Reproduce the material below, substituting "widest part" for every "thickest part" and leaving all else as it is.

Entries from a point annotation set:
────────────────────

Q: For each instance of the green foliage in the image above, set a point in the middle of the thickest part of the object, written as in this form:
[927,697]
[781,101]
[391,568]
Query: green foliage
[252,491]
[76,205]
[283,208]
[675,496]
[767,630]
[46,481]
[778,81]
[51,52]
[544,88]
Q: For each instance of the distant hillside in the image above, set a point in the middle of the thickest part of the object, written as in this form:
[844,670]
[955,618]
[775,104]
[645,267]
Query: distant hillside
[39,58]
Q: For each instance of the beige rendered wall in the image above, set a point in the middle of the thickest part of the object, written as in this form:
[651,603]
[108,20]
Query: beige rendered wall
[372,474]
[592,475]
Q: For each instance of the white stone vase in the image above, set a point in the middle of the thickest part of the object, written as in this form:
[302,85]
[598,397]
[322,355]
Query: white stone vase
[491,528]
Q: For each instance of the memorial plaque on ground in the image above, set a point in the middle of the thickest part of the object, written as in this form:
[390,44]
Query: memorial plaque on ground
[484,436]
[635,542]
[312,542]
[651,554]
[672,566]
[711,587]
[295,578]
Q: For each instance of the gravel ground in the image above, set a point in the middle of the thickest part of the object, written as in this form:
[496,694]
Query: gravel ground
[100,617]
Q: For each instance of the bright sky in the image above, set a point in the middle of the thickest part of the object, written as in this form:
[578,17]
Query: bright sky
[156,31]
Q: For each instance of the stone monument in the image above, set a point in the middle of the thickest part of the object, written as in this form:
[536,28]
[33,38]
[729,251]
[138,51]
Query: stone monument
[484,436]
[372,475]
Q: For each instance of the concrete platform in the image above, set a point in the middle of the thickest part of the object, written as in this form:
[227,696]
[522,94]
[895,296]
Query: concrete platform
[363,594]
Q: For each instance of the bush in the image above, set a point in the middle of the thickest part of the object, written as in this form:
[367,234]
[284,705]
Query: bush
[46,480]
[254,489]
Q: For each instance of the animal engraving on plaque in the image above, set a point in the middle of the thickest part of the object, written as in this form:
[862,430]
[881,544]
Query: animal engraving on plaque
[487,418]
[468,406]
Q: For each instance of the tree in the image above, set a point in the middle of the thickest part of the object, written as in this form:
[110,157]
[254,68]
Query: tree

────────────────────

Task response –
Q: For each instance of the green foliage in the image above, set a point in the middle of the widest part of the object, written as in this form:
[927,697]
[781,101]
[391,568]
Query: green foliage
[252,491]
[76,205]
[283,208]
[675,496]
[767,630]
[46,481]
[778,81]
[51,52]
[544,88]
Q: For each instance of the distant hillside in the image above, set a point in the middle of the widest part of the object, written as in this form:
[844,670]
[955,618]
[775,104]
[645,267]
Query: distant hillside
[39,58]
Q: For each instance of the beige rendered wall in the image above, set a point in the middle of the widest part of the object, written as in this form:
[651,603]
[108,20]
Query: beige rendered wall
[372,474]
[592,475]
Q: For each instance of the white stone vase in the image above, set a point in the middle of the widest part of the object, written as in this form:
[302,85]
[598,397]
[322,355]
Query: white stone vase
[491,528]
Q: For each instance of the memorial plaque on ground in the image above, set a point in the middle of the widest part of the object, written as in this form:
[390,44]
Query: memorial plaque on ground
[484,436]
[635,542]
[312,542]
[651,554]
[672,566]
[711,587]
[295,578]
Q: For each instance of the gravel ground in the image above, set a point in the middle of the widest part of the object, written as in this form:
[496,694]
Query: gravel ground
[100,617]
Q: For each instance of the bright sky in the image above, set a point in the middle of the widest part of the object, written as in this form:
[578,17]
Query: bright sky
[156,31]
Q: For each instance of the stone monument in the image above, set a point in the middle of the widest part of the object, written as in this form:
[536,28]
[33,38]
[729,251]
[138,51]
Query: stone monument
[484,436]
[372,475]
Q: For each instance of the concrete platform in the image above, set a point in the middle of the widest part of the object, written as in this form:
[227,696]
[522,94]
[895,296]
Query: concrete platform
[363,594]
Q: For each instance of the bush in the image above, set a point in the middle of the widest part of the object, written as in this form:
[367,234]
[284,705]
Query: bush
[46,480]
[254,489]
Q: For each instance of the animal engraving on plaque in the image above, set a point in the middle of the widest part of the object, written as in this form:
[862,430]
[881,544]
Query: animal engraving on plaque
[487,418]
[468,406]
Q: For each instance of the tree in the image above, set a point in the middle of the widest part of the object, written as in this form:
[110,157]
[254,68]
Query: tree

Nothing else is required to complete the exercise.